所给摘录 »

配置完毕后,在tnsnames.ora中多出了以下内容,注意是各个节点都会多出以下内容
- SALES =
- (DESCRIPTION =
- (ADDRESS = (PROTOCOL = TCP)(HOST = rac1-vip.robinson.com)(PORT = 1521))
- (ADDRESS = (PROTOCOL = TCP)(HOST = rac2-vip.robinson.com)(PORT = 1521))
- (LOAD_BALANCE = yes)
- (CONNECT_DATA =
- (SERVER = DEDICATED)
- (SERVICE_NAME = sales.robinson.com)
- (FAILOVER = --failover_mode是实现故障转移的关键选项
- (TYPE = SELECT)
- (METHOD = BASIC) --TAF 策略:此处当前为 Basic
- (RETRIES = 180)
- (DELAY = 5)
- )
- )
- )

数据部分 »
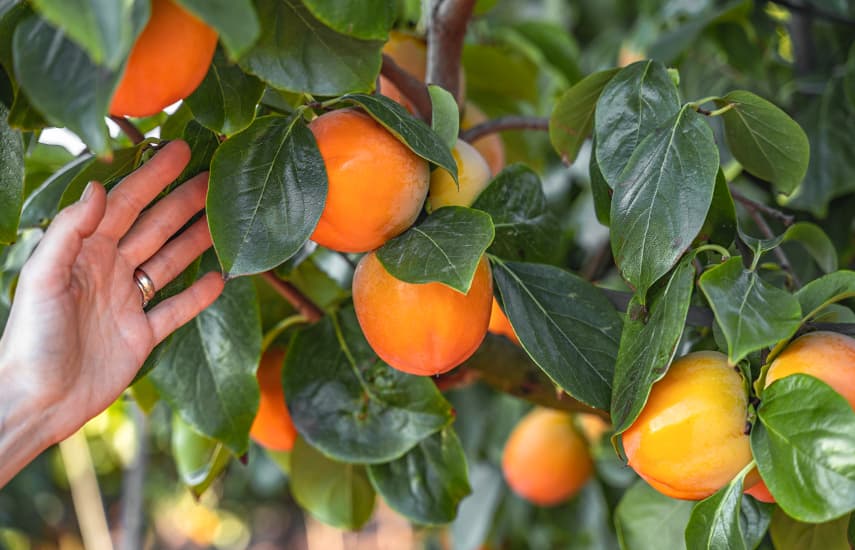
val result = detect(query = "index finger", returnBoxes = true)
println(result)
[98,140,190,240]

任务要求 » 请从上文关于tnsnames.ora配置的摘录中，把从“配置完毕后,在tnsname”起一直到“(RETRIES = 180)”为止的内容原样提取出来。

练习作答 »
配置完毕后,在tnsnames.ora中多出了以下内容,注意是各个节点都会多出以下内容
- SALES =
- (DESCRIPTION =
- (ADDRESS = (PROTOCOL = TCP)(HOST = rac1-vip.robinson.com)(PORT = 1521))
- (ADDRESS = (PROTOCOL = TCP)(HOST = rac2-vip.robinson.com)(PORT = 1521))
- (LOAD_BALANCE = yes)
- (CONNECT_DATA =
- (SERVER = DEDICATED)
- (SERVICE_NAME = sales.robinson.com)
- (FAILOVER = --failover_mode是实现故障转移的关键选项
- (TYPE = SELECT)
- (METHOD = BASIC) --TAF 策略:此处当前为 Basic
- (RETRIES = 180)